* _TEXT EXCERPT_:
# French in Spanish High Schools



## sienna11 (Apr 10, 2016)

How much French do Spaniards learn in high school? I'm talking about those who picked French in high school.


----------



## jojo (Sep 20, 2007)

My daughter picked French in Spanish high school - now, I thought that would be good as I can speak French and could help her........................accept, it was all in Spanish - well the French was French, but the questions and answers were Spanish AAAARRGGGHH!!!

Jo xxx


----------



## Chopera (Apr 22, 2013)

Some secondary schools (in Madrid at least) have a bilingual section in French, and students taking that route receive maybe half their classes in French. After that they have the option of following a "bachibac" which is a combination of the French baccalauréat and the Spanish bachillerato. Other schools might not teach French at all.


----------



## snikpoh (Nov 19, 2007)

... around here, secondary schools don't offer French at any level (yeah!, quite right too :behindsofa.

Instead they offer Latin and German.


----------



## kalohi (May 6, 2012)

* _OBJECTIVE 1_: Write out the forum thread on French in Spanish high schools in full, word for word.

* _RECORD SET_:
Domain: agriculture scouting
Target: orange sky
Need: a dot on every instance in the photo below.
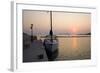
(63, 22)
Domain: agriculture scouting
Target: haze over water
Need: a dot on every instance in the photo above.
(64, 23)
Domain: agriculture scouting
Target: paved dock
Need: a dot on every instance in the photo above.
(35, 52)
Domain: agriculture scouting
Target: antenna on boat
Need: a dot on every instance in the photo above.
(51, 32)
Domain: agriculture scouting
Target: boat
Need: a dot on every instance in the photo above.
(51, 44)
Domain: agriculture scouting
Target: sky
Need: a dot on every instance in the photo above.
(63, 22)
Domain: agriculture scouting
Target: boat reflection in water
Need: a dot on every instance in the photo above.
(51, 48)
(51, 43)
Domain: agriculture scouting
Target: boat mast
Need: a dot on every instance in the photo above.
(31, 32)
(51, 32)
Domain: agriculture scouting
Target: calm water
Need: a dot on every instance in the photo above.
(74, 48)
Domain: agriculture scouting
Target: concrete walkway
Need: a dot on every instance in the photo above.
(35, 52)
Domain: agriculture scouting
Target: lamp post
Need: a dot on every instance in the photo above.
(51, 32)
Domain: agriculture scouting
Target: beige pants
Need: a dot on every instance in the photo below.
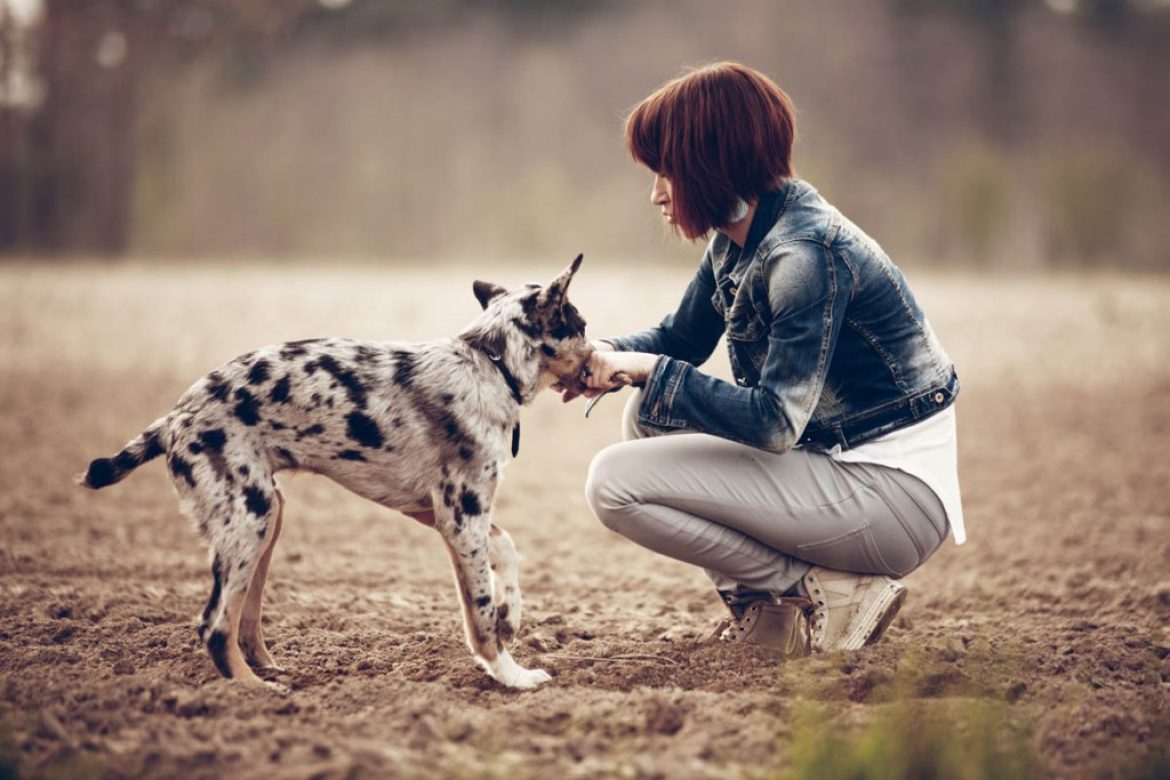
(755, 520)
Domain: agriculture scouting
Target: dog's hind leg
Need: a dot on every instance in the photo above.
(465, 525)
(239, 543)
(252, 637)
(503, 559)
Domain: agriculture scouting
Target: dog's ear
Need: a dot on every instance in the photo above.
(486, 292)
(555, 294)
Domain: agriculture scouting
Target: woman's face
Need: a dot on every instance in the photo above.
(660, 195)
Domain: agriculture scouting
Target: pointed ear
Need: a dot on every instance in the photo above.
(556, 291)
(486, 292)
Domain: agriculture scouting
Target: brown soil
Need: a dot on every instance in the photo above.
(1055, 613)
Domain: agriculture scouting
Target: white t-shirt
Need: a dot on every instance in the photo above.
(927, 450)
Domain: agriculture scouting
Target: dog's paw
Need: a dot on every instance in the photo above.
(525, 680)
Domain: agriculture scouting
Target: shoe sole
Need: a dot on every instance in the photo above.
(878, 618)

* _OBJECTIVE 2_: Pick out every line in the entries that contains the string "water", and copy each one. Case counts.

* _EXERCISE ANSWER 1_:
# French in Spanish High Schools



## sienna11 (Apr 10, 2016)

How much French do Spaniards learn in high school? I'm talking about those who picked French in high school.


----------



## jojo (Sep 20, 2007)

My daughter picked French in Spanish high school - now, I thought that would be good as I can speak French and could help her........................accept, it was all in Spanish - well the French was French, but the questions and answers were Spanish AAAARRGGGHH!!!

Jo xxx


----------



## Chopera (Apr 22, 2013)

Some secondary schools (in Madrid at least) have a bilingual section in French, and students taking that route receive maybe half their classes in French. After that they have the option of following a "bachibac" which is a combination of the French baccalauréat and the Spanish bachillerato. Other schools might not teach French at all.


----------



## snikpoh (Nov 19, 2007)

... around here, secondary schools don't offer French at any level (yeah!, quite right too :behindsofa.

Instead they offer Latin and German.


----------



## kalohi (May 6, 2012)

* _EXERCISE ANSWER 2_:
Target: haze over water
Target: boat reflection in water
Target: calm water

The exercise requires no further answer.